WHAT IS EXPECTED: Please copy the text on lake sediment records below word for word, in full.

DOCUMENT EXCERPT:
= = = = =

The mud at the bottom of a lake isn’t just mud, it contains within it clues that, once decoded, tell us how the environment has changed over time. Clues can be anything that sinks to the bottom of the lake and is deposited into the mud. Often, this includes things that were living (and died) or were produced within the lake (e.g., the remains of micro-organisms, organic or inorganic particles, etc.), but also things that blow, wash, or fall into the lake (e.g., tree pollen, pollutants, soils, etc.). Lake sediments (and the clues contained within them) build up continuously over time, creating a chronological record of the history of the lake and its watershed, with the oldest mud at the bottom of the record and progressively more recent mud at the surface.
Dr. Emily Stewart, a postdoctoral fellow in Professor Jennifer Korosi’s lab, uses sediment records to assess hundreds of years of environmental history to determine how lakes have responded to stressors like climate change or watershed development. As a Weston Family Postdoctoral Fellow in Northern Research, Emily’s current research focuses on understanding the ecological effects of permafrost thaw on lakes in the Canadian Arctic.

= = = = =

DATA SHOWN:
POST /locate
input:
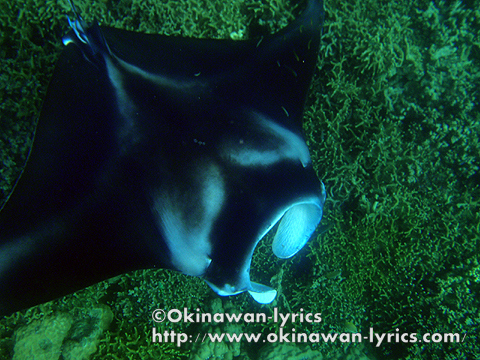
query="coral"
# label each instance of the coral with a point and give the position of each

= = = = =

ANSWER:
The mud at the bottom of a lake isn’t just mud, it contains within it clues that, once decoded, tell us how the environment has changed over time. Clues can be anything that sinks to the bottom of the lake and is deposited into the mud. Often, this includes things that were living (and died) or were produced within the lake (e.g., the remains of micro-organisms, organic or inorganic particles, etc.), but also things that blow, wash, or fall into the lake (e.g., tree pollen, pollutants, soils, etc.). Lake sediments (and the clues contained within them) build up continuously over time, creating a chronological record of the history of the lake and its watershed, with the oldest mud at the bottom of the record and progressively more recent mud at the surface.
Dr. Emily Stewart, a postdoctoral fellow in Professor Jennifer Korosi’s lab, uses sediment records to assess hundreds of years of environmental history to determine how lakes have responded to stressors like climate change or watershed development. As a Weston Family Postdoctoral Fellow in Northern Research, Emily’s current research focuses on understanding the ecological effects of permafrost thaw on lakes in the Canadian Arctic.